EXERCISE TASK: Retype the records below precisely as they appear, leaving every line unchanged.

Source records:
-- Start --

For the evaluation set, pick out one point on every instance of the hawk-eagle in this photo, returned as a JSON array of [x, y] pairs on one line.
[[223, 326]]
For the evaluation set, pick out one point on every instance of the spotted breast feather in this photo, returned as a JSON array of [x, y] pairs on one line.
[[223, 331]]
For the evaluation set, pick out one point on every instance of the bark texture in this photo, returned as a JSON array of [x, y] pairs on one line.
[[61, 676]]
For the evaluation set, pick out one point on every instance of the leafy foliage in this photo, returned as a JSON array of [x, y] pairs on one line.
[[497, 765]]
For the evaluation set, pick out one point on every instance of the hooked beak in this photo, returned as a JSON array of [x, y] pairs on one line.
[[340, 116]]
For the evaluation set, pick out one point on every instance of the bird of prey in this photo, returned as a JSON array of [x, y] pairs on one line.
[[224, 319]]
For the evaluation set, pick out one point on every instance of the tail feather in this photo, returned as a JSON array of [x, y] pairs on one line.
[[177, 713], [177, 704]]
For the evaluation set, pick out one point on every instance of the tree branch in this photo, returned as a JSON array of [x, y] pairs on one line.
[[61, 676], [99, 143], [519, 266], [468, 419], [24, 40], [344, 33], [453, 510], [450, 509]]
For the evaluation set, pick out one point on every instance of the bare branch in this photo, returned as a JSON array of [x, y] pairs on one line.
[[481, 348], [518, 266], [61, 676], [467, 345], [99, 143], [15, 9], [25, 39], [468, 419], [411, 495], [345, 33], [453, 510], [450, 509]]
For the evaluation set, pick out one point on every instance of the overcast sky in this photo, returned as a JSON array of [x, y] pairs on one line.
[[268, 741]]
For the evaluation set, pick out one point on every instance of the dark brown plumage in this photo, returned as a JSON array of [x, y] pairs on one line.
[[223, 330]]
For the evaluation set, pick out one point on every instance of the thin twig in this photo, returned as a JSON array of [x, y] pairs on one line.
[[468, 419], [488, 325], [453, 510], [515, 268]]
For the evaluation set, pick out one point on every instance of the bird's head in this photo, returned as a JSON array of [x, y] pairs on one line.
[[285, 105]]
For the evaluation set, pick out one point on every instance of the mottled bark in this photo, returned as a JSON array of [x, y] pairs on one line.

-- End --

EXERCISE ANSWER:
For the evaluation set, pick out one point on every instance of the hawk-eagle in this photo, returned as a JSON array of [x, y] pairs on one line.
[[223, 326]]
For the evaluation set, pick out one point on every instance of the spotted breast feather in this photo, returned as a JSON array of [x, y] pairs on one line.
[[223, 331]]
For the evaluation set, pick out one point on every instance of the bark texture in this photo, returned as a JSON array of [x, y] pairs on one line.
[[61, 676]]
For the evaluation set, pick out one point on every instance of the leafy foliage in this photo, returned as a JSON array of [x, y] pairs on one line.
[[497, 765]]
For the evaluation set, pick out one point on every instance of the hooked beak in this photo, returned as a JSON array of [x, y] pairs on one line.
[[340, 116]]
For the evaluation set, pick out one point on every instance of the bird of prey in this photo, returned as a JSON array of [x, y] pairs on one line.
[[224, 319]]
For the evaluation set, pick out one point on every instance of the tail feather in this photo, returned as a JSON array of [x, y] pairs on one line.
[[177, 713], [177, 704]]
For the evaluation set, pick out one point on every instance of the tree branch in this photo, returned as a JSON array of [x, y] pairs on one line.
[[61, 676], [99, 143], [519, 266], [468, 419], [24, 40], [344, 33], [453, 510], [450, 509]]
For the evaluation set, pick out one point on every instance of the bare branch in this photo, returned as a JSON array of [x, y] pairs on one line.
[[481, 348], [518, 266], [61, 676], [467, 345], [99, 143], [15, 9], [25, 39], [468, 419], [411, 495], [345, 33], [453, 510], [450, 509]]
For the evaluation set, pick out one point on every instance of the overcast sky in this photo, returned as a JSON array of [x, y] pairs on one line.
[[268, 741]]
For the evaluation set, pick out one point on every instance of the dark brown plumage in this photo, returned as a JSON array of [x, y] pairs on one line.
[[223, 330]]
For the evaluation set, pick out one point on every instance of the thin twig in this photo, returned as a JSON array of [x, y] pairs on one line.
[[468, 419], [488, 325], [453, 510], [515, 268]]
For the evaluation set, pick out one point on every instance of the bird's head in this photo, returned as a JSON array of [x, y] pairs on one line.
[[285, 105]]
For the evaluation set, pick out one point on every instance of the mottled bark in this photo, returned as a JSON array of [x, y] pairs on one line.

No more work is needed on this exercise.